Count the lines in the records below that contain the string "insignia", treating case as significant, and reply with the number only.

--- begin MATERIALS PROVIDED ---

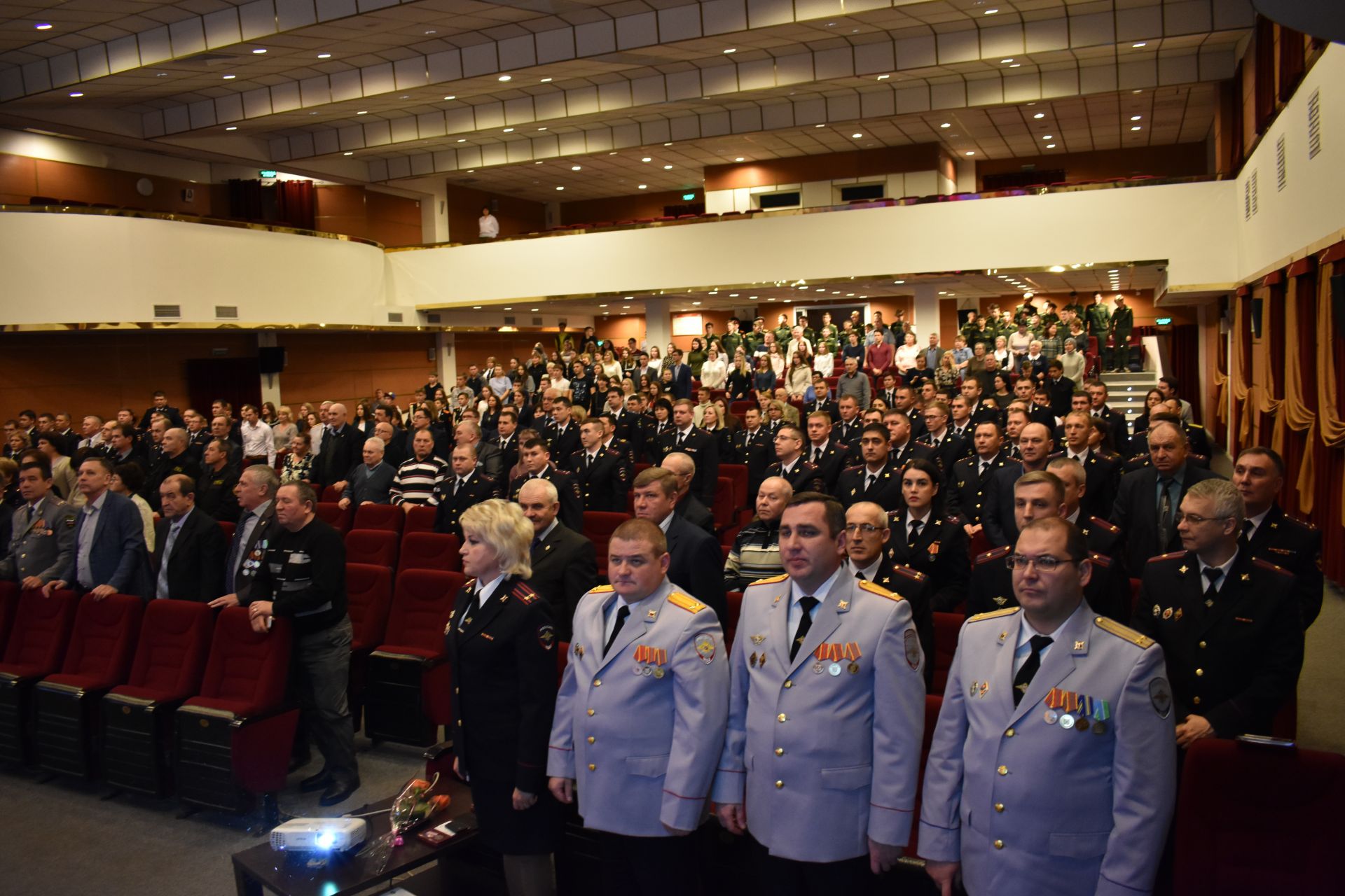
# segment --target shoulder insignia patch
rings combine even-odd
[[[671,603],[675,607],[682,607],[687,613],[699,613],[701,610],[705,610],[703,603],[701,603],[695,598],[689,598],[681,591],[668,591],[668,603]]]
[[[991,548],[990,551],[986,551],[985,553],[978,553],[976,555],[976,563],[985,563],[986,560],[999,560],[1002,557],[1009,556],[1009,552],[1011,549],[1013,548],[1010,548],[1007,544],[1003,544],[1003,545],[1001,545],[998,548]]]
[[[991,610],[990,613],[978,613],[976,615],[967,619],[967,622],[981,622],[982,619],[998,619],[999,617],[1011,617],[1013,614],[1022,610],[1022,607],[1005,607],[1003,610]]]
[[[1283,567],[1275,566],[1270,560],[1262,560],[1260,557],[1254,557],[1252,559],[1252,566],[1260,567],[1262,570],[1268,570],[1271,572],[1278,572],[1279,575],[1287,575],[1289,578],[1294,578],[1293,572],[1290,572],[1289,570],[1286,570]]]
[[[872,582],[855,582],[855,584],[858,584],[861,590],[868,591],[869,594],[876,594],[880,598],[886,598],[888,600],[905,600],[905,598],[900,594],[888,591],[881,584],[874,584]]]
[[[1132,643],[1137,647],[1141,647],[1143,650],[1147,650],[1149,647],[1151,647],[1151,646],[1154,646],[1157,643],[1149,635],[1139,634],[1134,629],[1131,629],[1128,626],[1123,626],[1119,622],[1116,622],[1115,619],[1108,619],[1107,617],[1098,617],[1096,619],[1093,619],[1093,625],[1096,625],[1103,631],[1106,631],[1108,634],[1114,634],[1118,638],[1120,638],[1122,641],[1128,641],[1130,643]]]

--- end MATERIALS PROVIDED ---

## THE RESPONSE
1